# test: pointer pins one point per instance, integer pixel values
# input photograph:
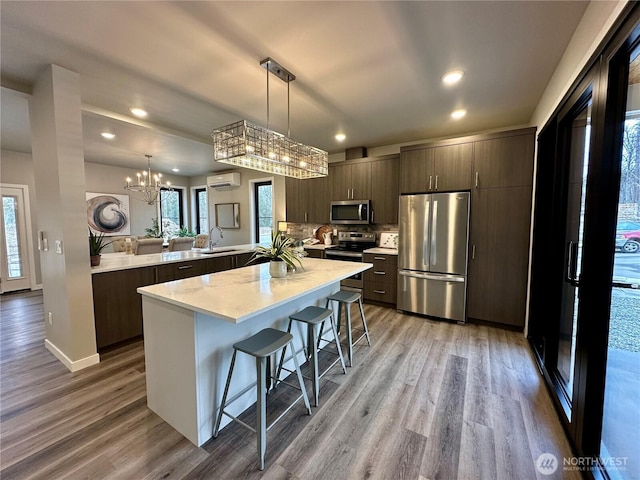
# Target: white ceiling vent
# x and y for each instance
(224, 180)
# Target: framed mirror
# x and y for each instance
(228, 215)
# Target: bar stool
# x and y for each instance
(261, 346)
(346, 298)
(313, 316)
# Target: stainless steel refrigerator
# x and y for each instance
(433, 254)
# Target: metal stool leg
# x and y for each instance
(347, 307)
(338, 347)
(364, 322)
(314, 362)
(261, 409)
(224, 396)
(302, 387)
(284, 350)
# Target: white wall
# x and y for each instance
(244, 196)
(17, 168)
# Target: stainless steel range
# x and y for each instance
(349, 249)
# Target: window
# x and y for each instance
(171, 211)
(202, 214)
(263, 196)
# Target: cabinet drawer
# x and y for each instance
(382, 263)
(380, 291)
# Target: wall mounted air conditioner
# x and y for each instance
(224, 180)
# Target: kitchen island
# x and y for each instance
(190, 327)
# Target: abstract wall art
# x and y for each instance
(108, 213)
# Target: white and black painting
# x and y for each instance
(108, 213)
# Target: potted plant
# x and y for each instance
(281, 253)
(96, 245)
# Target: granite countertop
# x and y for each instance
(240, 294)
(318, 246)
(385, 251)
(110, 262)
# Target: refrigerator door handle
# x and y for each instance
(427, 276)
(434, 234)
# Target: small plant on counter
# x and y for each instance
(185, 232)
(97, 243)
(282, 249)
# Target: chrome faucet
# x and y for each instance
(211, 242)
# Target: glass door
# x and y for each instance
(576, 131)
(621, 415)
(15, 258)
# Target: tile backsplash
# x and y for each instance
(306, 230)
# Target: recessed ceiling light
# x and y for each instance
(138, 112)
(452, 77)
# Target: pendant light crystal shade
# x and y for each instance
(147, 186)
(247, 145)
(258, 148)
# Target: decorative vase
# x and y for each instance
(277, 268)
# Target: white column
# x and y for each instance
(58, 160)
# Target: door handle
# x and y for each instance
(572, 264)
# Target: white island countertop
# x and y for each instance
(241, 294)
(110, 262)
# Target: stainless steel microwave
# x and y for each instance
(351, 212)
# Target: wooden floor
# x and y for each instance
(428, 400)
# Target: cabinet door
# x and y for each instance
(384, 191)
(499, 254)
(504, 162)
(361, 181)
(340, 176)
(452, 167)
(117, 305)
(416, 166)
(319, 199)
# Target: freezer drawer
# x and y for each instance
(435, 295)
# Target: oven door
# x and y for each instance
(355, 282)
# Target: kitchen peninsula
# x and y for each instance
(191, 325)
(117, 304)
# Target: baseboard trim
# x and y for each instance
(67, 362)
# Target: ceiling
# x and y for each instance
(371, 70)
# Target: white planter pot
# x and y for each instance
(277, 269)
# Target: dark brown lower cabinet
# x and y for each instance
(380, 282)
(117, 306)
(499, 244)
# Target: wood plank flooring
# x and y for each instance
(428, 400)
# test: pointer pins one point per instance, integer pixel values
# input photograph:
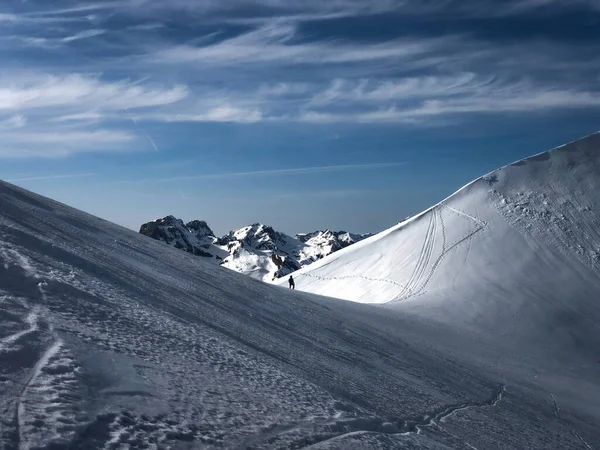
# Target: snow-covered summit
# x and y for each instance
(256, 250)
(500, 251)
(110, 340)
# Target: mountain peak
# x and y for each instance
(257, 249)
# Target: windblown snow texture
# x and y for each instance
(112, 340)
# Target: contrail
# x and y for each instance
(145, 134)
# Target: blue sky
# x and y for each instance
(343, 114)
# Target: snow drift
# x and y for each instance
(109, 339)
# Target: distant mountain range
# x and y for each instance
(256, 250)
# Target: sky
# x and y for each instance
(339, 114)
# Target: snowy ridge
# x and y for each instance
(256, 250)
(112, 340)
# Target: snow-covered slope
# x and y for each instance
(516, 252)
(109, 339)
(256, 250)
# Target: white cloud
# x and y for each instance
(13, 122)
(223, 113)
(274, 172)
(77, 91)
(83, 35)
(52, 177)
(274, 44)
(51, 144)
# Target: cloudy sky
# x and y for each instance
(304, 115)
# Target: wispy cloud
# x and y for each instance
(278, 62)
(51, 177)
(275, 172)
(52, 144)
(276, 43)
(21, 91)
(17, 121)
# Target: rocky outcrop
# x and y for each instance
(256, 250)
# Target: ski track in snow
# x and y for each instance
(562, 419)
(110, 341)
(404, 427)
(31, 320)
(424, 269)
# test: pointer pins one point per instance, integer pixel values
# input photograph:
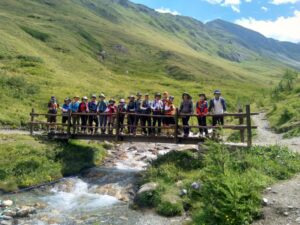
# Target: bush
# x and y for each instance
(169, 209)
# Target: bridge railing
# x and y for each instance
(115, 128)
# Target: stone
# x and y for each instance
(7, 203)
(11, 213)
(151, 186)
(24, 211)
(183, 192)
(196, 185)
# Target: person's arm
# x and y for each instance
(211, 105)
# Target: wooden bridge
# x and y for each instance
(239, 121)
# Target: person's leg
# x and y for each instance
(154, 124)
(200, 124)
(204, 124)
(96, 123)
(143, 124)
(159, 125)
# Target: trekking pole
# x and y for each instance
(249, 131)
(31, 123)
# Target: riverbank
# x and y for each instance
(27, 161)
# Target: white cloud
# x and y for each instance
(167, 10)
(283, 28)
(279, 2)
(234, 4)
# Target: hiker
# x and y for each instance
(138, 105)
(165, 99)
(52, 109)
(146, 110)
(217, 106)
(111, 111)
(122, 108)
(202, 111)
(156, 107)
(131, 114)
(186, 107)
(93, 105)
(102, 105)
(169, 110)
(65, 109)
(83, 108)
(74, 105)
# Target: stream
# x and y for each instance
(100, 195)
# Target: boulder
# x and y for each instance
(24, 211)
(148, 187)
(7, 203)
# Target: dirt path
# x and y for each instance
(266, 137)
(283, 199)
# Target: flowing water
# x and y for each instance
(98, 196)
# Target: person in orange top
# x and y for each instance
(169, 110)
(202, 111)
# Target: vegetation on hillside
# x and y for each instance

§

• [YOUR GOAL]: Set the entries down again exactly. Do not include the images.

• [THE COMPLETED TASK]:
# test: pointer pins one point per instance, integer pixel values
# input photograph:
# Target: white ceiling vent
# x and y for each instance
(224, 180)
# Target: framed mirror
# x and y for each instance
(228, 215)
# Target: bar stool
# x and y for each instance
(261, 346)
(346, 298)
(313, 316)
# Target: stainless steel refrigerator
# x and y for each instance
(433, 254)
# Target: metal stool leg
# x and y for each instance
(347, 307)
(338, 347)
(364, 322)
(314, 362)
(261, 409)
(224, 396)
(302, 387)
(284, 350)
# Target: white wall
# x and y for each instance
(244, 196)
(17, 168)
# Target: stainless steel range
# x and y for each instance
(349, 249)
# Target: window
# x and y for each instance
(171, 211)
(202, 214)
(263, 196)
# Target: cabinet drawer
# x and y for each instance
(382, 263)
(380, 291)
# Target: wall mounted air conditioner
# x and y for each instance
(224, 180)
# Target: kitchen island
# x and y for each instance
(190, 327)
# Target: abstract wall art
# x and y for each instance
(108, 213)
# Target: white and black painting
# x and y for each instance
(108, 213)
# Target: potted plant
# x and y for each instance
(281, 253)
(96, 245)
# Target: granite countertop
# x and y for each instance
(240, 294)
(318, 246)
(385, 251)
(110, 262)
# Target: refrigerator door handle
# x and y for each instance
(427, 276)
(434, 234)
# Target: small plant on counter
# x and y for each instance
(185, 232)
(97, 243)
(282, 249)
# Target: chrome faucet
# x and y for each instance
(211, 242)
# Target: glass door
# x and y for each instance
(576, 131)
(621, 415)
(15, 258)
# Target: tile backsplash
# x and y for each instance
(306, 230)
# Target: recessed ceiling light
# x and y for each instance
(138, 112)
(452, 77)
# Target: pendant light crystal shade
# x and y for each instance
(147, 186)
(247, 145)
(258, 148)
# Target: decorative vase
# x and y for each instance
(277, 268)
# Target: white column
# x and y for each instance
(58, 160)
# Target: door handle
# x and y for each instance
(572, 264)
# Target: white island countertop
# x and y for each instance
(241, 294)
(110, 262)
# Target: stainless steel microwave
# x and y for each instance
(351, 212)
# Target: wooden floor
# x and y for each instance
(428, 400)
# Target: cabinet door
# x and y for each instance
(384, 191)
(499, 254)
(504, 162)
(361, 181)
(340, 176)
(452, 167)
(117, 305)
(416, 166)
(319, 199)
# Target: freezer drawer
# x and y for each instance
(435, 295)
# Target: oven door
# x and y for each instance
(355, 282)
# Target: kitchen peninsula
# x and y for each instance
(191, 325)
(117, 304)
# Target: baseboard trim
# x and y for each instance
(67, 362)
# Target: ceiling
# x and y for each instance
(371, 70)
# Target: white planter pot
# x and y for each instance
(277, 269)
# Target: dark brown lower cabinet
# x and y for each instance
(380, 282)
(117, 306)
(499, 244)
# Target: wood plank flooring
# x and y for each instance
(428, 400)
# test: pointer pins one point per instance, integer pixel values
# input photograph:
# Target: snow-covered summit
# x and y for each instance
(256, 250)
(500, 251)
(110, 340)
# Target: mountain peak
# x and y for each instance
(257, 249)
# Target: windblown snow texture
# x and y for each instance
(112, 340)
# Target: contrail
# x and y for each instance
(145, 134)
# Target: blue sky
# x and y for each instance
(343, 114)
# Target: snow drift
# x and y for each instance
(109, 339)
# Target: distant mountain range
# x and y for each instance
(256, 250)
# Target: sky
# x and y for each instance
(339, 114)
# Target: snowy ridge
# x and y for each instance
(256, 250)
(112, 340)
# Target: snow-covered slope
# x and y for each instance
(516, 252)
(109, 339)
(256, 250)
# Target: white cloud
# x and y for each instance
(13, 122)
(223, 113)
(274, 172)
(77, 91)
(83, 35)
(52, 177)
(274, 44)
(51, 144)
# Target: cloudy sky
# x and y for each instance
(304, 115)
# Target: wispy cloud
# x and y for each instance
(278, 62)
(51, 177)
(275, 172)
(52, 144)
(276, 43)
(21, 91)
(17, 121)
# Target: rocky outcrop
# x and y for each instance
(256, 250)
# Target: ski track in snow
# x and y for each instance
(562, 419)
(110, 341)
(404, 427)
(31, 320)
(424, 269)
# test: pointer pins one point per instance, integer pixel values
# input photograph:
# Target: bush
# x and y for each instance
(169, 209)
# Target: bridge railing
# x and y for each instance
(115, 128)
# Target: stone
# x and y for each instance
(7, 203)
(11, 213)
(151, 186)
(24, 211)
(183, 192)
(196, 185)
# Target: person's arm
# x and y for each instance
(211, 105)
# Target: wooden bridge
# x and y for each instance
(239, 121)
# Target: person's leg
# x and y for each instance
(154, 124)
(200, 124)
(204, 124)
(96, 123)
(143, 124)
(159, 125)
# Target: trekking pole
# x and y for each instance
(249, 131)
(31, 123)
# Target: riverbank
# x and y for each instance
(27, 161)
# Target: white cloud
# x and y for each instance
(167, 10)
(283, 28)
(279, 2)
(234, 4)
# Target: hiker
# x and y for each instance
(138, 105)
(165, 99)
(52, 109)
(146, 110)
(217, 106)
(111, 111)
(122, 108)
(202, 111)
(156, 107)
(131, 114)
(186, 107)
(93, 105)
(102, 105)
(169, 110)
(65, 109)
(83, 108)
(74, 105)
# Target: stream
# x and y for each instance
(100, 195)
# Target: boulder
# x and y for each instance
(24, 211)
(148, 187)
(7, 203)
# Target: dirt path
# x and y for each instance
(266, 137)
(283, 199)
# Target: flowing water
# x and y for each instance
(98, 196)
# Target: person in orange top
# x and y for each instance
(169, 110)
(202, 111)
# Target: vegetation on hillside
# x and y for each instance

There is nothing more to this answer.